Transamazônica

"TRANSAMAZÔNICA, UMA ESTRADA PARA O PASSADO". 

Um Filme sobre Êxtase e Agonia de um País.


Migração, luta pela terra, trabalho escravo, desmatamento, violência no campo,  esperança, morte e desengano, alguns dos elementos fincados na Transamazônica, um misto de estrada, trilha, propaganda, mito, ilusão e desilusão.
Um dos projetos ícones do governo da ditadura militar, parte do seu ideário do "Brasil Grande", foi construída como apelo ao futuro e que resta hoje, em meio à poeira da história, como um retrato amargo e desolador de uma realidade que permanece no passado.
Viagem árida e corajosa feita pelos cineastas Jorge Bodanzky e Fabiano Maciel, que realizaram uma obra documental vigorosa, que arranca a máscara de uma farsa de um Estado autoritário e que mergulha no Brasil profundo, maltratado, agredido, vitimado, pela arrogância, pela mentira e por falsas promessas feitas por um regime de impostura.
Dividida em seis episódios, dois deles já exibidos pelo canal HBO Mundi, a nova série parte do início de tudo, no Porto de Cabedelo, na Paraíba, onde se inicia a Rodovia BR-230, começo da Transamazônica, e nos leva, nestes dois capítulos, num acidentado, intenso e quase fantasmagórico road movie, por asfalto e por terra esburacada e enlameada, por cidades e lugarejos da Paraíba, Ceará, Piauí, Maranhão e Tocantins até os confins do Pará.

## OS DADOS
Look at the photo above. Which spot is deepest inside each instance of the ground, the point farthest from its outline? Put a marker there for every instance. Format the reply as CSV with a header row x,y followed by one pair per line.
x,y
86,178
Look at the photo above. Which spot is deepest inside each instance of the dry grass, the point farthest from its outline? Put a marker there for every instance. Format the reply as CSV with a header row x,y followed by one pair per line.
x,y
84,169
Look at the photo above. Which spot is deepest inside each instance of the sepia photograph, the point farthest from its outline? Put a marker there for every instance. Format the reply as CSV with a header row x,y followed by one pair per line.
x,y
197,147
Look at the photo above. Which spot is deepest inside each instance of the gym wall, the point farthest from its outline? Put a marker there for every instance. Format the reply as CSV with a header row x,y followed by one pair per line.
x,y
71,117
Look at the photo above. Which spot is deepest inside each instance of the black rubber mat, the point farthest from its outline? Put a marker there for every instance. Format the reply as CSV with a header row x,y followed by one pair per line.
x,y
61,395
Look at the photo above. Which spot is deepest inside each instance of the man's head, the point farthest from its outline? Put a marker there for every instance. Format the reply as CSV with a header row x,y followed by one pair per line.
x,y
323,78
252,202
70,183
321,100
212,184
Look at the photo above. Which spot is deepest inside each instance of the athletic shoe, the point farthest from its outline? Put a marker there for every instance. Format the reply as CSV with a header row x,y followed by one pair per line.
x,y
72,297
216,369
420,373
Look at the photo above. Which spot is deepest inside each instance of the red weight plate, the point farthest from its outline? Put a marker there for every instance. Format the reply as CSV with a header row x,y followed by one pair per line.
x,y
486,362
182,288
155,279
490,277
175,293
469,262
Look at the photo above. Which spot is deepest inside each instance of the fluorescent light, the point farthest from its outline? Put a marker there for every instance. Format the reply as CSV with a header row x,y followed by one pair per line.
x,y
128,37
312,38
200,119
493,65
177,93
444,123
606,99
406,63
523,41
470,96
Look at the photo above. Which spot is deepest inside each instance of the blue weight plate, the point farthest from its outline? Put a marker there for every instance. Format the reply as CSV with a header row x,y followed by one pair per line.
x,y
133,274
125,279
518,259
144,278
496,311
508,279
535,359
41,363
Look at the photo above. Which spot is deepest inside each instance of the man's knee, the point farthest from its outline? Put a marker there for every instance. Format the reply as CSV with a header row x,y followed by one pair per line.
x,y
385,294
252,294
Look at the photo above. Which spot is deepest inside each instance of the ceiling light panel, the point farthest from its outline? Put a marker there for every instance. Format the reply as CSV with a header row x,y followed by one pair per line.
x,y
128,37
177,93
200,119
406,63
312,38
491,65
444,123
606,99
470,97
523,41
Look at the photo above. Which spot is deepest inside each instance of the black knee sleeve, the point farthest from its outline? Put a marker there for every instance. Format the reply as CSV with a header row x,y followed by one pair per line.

## REQUISITOS DO EXERCÍCIO
**A)** Localize nos registros todas as linhas em que aparece a palavra "blue" e copie cada uma delas por inteiro.
**B)** Dê prosseguimento ao texto sobre a série documental da Transamazônica, começando logo depois da última frase apresentada.
O texto e os registros são materiais independentes entre si.

## RESULTADOS POR TAREFA
**A)**
Look at the photo above. Which spot is deepest inside each instance of the blue weight plate, the point farthest from its outline? Put a marker there for every instance. Format the reply as CSV with a header row x,y followed by one pair per line.

**B)**
Episódio 1, "Tudo começa no Mar do Nordeste", e episódio 2, "Da Guerra de Guerrilha à Guerra pela Terra", neles viajamos por cerca de 2 horas. 
Por caminhões, pela estrada a fora que atravessa paisagens rurais e urbanas, cercadas de pobreza, restos de florestas e matas cerradas, e principalmente nas suas margens, habitadas por personagens com suas histórias e testemunhos, de martírios e desesperança, um painel com recortes precisos, em texto e imagem, de uma tragédia chamada Brasil.
Filme entrecortado por imagens de um vasto arquivo histórico de filmes e filmetes de propaganda institucional de época, e que opta por fotografar e contar a saga de migrantes nordestinos que embarcaram na propaganda de efeito e enganosa do governo Médice, que levaria "o homem sem terra do Nordeste para uma terra sem homens na Amazônia". Parte do milagre encenado, também do "Integrar para não entregar", e que acabou por levar o desespero e a esperança de milhares de nordestinos para um lugar nenhum.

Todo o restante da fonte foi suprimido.